What is required →
Translate this sentence from the post about Apple's Foundation Models framework into Spanish: "It was announced in June 2025 and shipped in iOS/macOS 26 in September 2025."

═════ Document passage ═════

Your Mac has a fast, offline LLM
2025-12-14
OK, the title might be a little click-baity, but it's true (given that you've updated to the latest MacOS version). I'm late to the party, so maybe you already know about Apple's Foundation Models framework, but I didn't until recently. It was announced in June 2025 and shipped in iOS/macOS 26 in September 2025.
It's a local LLM that lets you do most of what you'd do with a hosted LLM. Don't expect it to perform like ChatGPT or similar, but it's fairly capable.
I was surprised to find that Apple doesn't use this as an offline backup for Siri or provide a typical chat interface to it, but that makes more sense once you try it. It's noticeably worse than hosted LLMs and more locked down, but it's not really designed to be a hosted LLM replacement. Though, I do think it can be useful in a pinch if you're offline and addicted to using LLMs like I am.
To run it, you need:
- iOS 26.0+ or macOS 26.0+
- Apple Intelligence enabled
- Compatible Apple device with Apple Silicon
To develop, you need Xcode 26.

═════ Available data ═════

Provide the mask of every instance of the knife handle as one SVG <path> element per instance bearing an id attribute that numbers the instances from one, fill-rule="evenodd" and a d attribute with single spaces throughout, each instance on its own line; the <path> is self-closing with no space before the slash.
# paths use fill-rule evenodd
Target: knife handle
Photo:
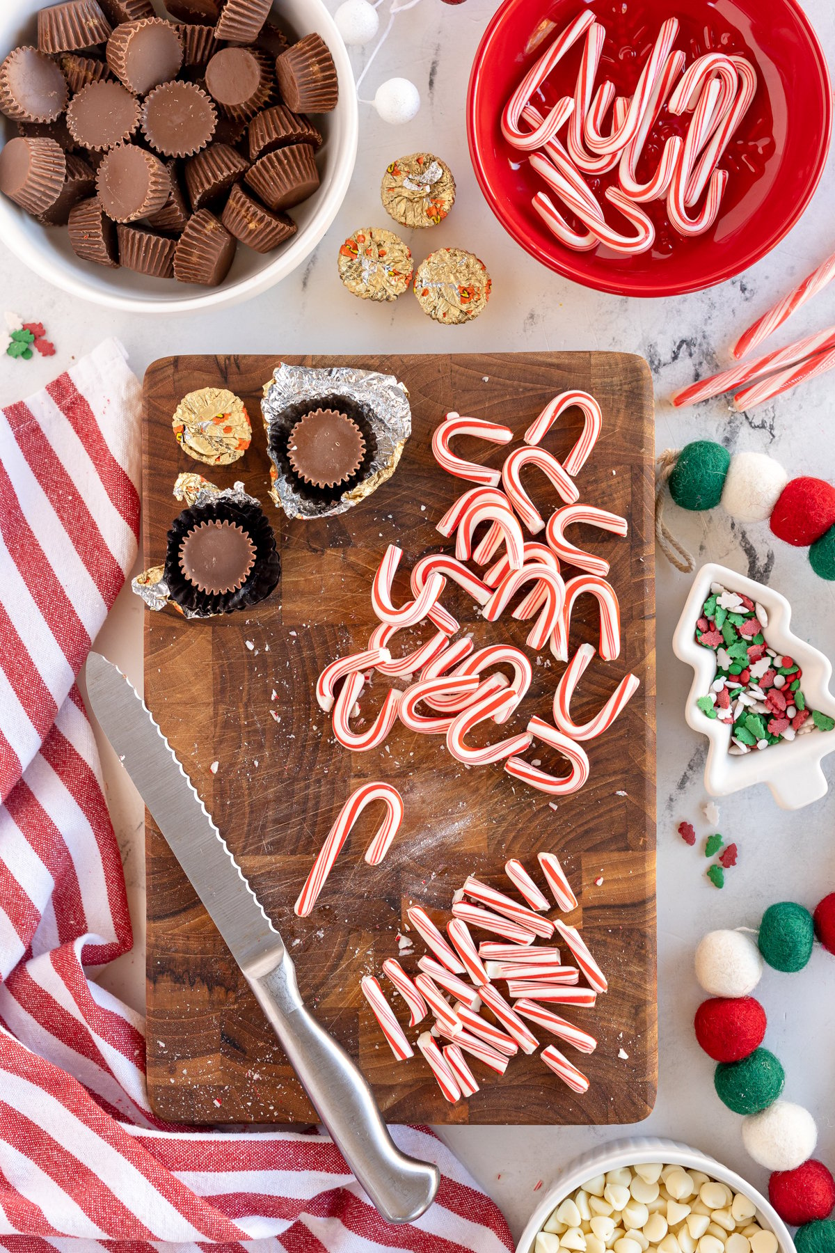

═════

Response →
Se anunció en junio de 2025 y llegó con iOS/macOS 26 en septiembre de 2025.